-- To do --
1. Summarize the commentary on the Herald's editorial about the Toulouse shootings in two sentences.
2. Write a continuation of the commentary on the Herald's editorial about the Toulouse shootings, starting after its final sentence.

-- Text passage --
☆ ☆ ☆ ☆ ☆ ☆ ☆
Incidentally, it seems strange that attacking French paratroops who served in Afghanistan is described as “striking a blow for the Palestinian cause”. This is an idea that al-Qaeda’s acolytes would agree with, as they believe themselves to be struggling against the “Zio-Crusader alliance” and see Western intervention in Afghanistan and Jewish sovereignty in Israel as components of the Jewish/Christian plot to destroy Islam. While it is unlikely that the Herald was consciously adopting this viewpoint, there are not many other rational reasons to link the two.

Furthermore, under the al-Qaeda narrative, for a Muslim to serve in the French army is akin to apostacy and therefore punishable by death. The Herald, like most of the French media, do not seem to have considered this as a possible motivation for an Islamist terrorist to attack the dark-skinned French troops.

Meanwhile, as mentioned before, many of the questions raised in the editorial — printed on page 10 of the paper — were answered in the ‘World’ section on page 7:

TOULOUSE: A pre-dawn police raid on a home in Toulouse erupted into a gunfight yesterday with a gunman who claims connections to al-Qaeda and is suspected of killing three Jewish schoolchildren, a rabbi and three paratroopers … Merah, a French national of Algerian descent, told police the killings at the Jewish school this week and the fatal shooting of three French paratroopers last week were to avenge the deaths of Palestinian children and a protest against French involvement in the Afghanistan war. …  Merah had travelled to Pakistan and Afghanistan and described himself as a mujahideen, or Islamic fighter.

So he at least claimed to be “a fanatical terrorist acting for some group” (al-Qaeda no less), he was indeed aiming to “strike a blow for the Palestinian cause” and he was not a neo-Nazi.

The final paragraph of the editorial was also problematic, making reference to Anders Breivik from last year’s attacks in Norway (who was indeed a deranged loner) and then writing:

But the answer does not lie in panic or paranoid overreaction. We are much more likely to be hit by a passing car than by a crazed gunman. Yet perhaps we should be more vigilant. Doctors, police and the armed services, in particular, need to watch out for signs of mental stress. They can turn ugly.

This response is indicative of a very unhelpful mentality towards Islamist terrorism that seems to pervade certain circles in the West. Jonathan Tobin commented on this trend yesterday — before the killer was known — and while he was referring to “liberal Jews” in particular, his words could well apply to non-Jewish sources, such as the Herald:

[I]f we are discussing what Jews and other civilized persons should be worrying most about today, the idea that there is any comparison between the danger posed by the scattered bands of neo-Nazi extremists and that of Islamism is not a serious proposition. The neo-Nazis are a nasty bunch and capable of violence. But Islamist terror has at its command, terrorist armies, control of sovereign territories (Gaza, Lebanon and a major state such as Iran) as well as the resources to finance a nuclear weapons project. While the persistence of Nazism, even in its current truncated form is upsetting and makes us wonder whether Western civilization really is in trouble, Islamism is a real threat, not a symbolic one.
☆ ☆ ☆ ☆ ☆ ☆ ☆
-- Dataset excerpt --
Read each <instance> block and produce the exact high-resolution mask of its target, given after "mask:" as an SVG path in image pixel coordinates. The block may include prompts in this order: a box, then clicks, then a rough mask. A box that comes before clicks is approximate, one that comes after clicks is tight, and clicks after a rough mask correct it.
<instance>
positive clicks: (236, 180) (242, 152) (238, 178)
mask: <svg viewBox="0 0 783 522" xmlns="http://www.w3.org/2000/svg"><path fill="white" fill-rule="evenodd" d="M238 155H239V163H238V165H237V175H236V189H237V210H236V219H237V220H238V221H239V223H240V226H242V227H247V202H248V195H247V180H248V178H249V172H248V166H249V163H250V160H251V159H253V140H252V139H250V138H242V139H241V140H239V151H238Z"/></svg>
☆ ☆ ☆ ☆ ☆ ☆ ☆
-- Answers given --
1. The commentary faults a Herald editorial on the Toulouse shootings, pointing out that the paper's own 'World' section on page 7 reported that the gunman, Merah, claimed connections to al-Qaeda and said he killed to avenge Palestinian children and to protest French involvement in Afghanistan. It also objects to the editorial's closing reference to Anders Breivik and its call to watch for signs of mental stress, citing Jonathan Tobin's argument that Islamism is a real threat and not comparable to scattered neo-Nazi extremists.

2.
… For many, … raising the question of Islamist hate for Jews – something that is the source of the rising tide of anti-Semitic agitation around the globe – is somehow in bad taste if not evidence of the dread charge of Islamophobia. They are so conditioned to believe that Muslim distaste for Israel’s actions is the reason for enmity that they ignore the vicious stream of Jew-hatred coming out of the Middle East and prefer to worry about an altogether mythical post 9/11 backlash against Muslims.

Instead, they prefer to dwell on the far less potent danger posed by the tiny groups of Hitler-lovers who are generally too weak and isolated to do anything more than disturb the peace. While such groups are despicable and deserve the attention of law enforcement, to focus on them is to re-fight the last war.

There is something deeply troubling about this tendency amongst certain commentators in the West of trying their hardest to avoid focusing on Islamist hatred or blaming clearly antisemitic attacks on the Jew-hatred that motivates them. It is probably a result of the fallout from the last decade’s “War on Terror”, whereby any demonisation of Islamist terrorists is seen as akin to the Bush administration’s justification for the Iraq war and those who opposed this war are averse to using its rhetoric. This “don’t talk about ideological motivations for terrorism” response does no favours to anyone.

There is a very real and very grave threat from those who preach a particularly warped and violent ideology, rooted in one extreme interpretation of Islam and distinct from the islamic mainstream. As we saw this week, their followers are driven to commit some of the most inhuman acts imaginable, such as chasing after an eight-year-old girl, grabbing her in order to press a gun to her head and then pulling the trigger; her only crime being her membership of the Jewish people. By doing their utmost to pretend that this problem is not real, these commentators are only ensuring that it will continue to grow.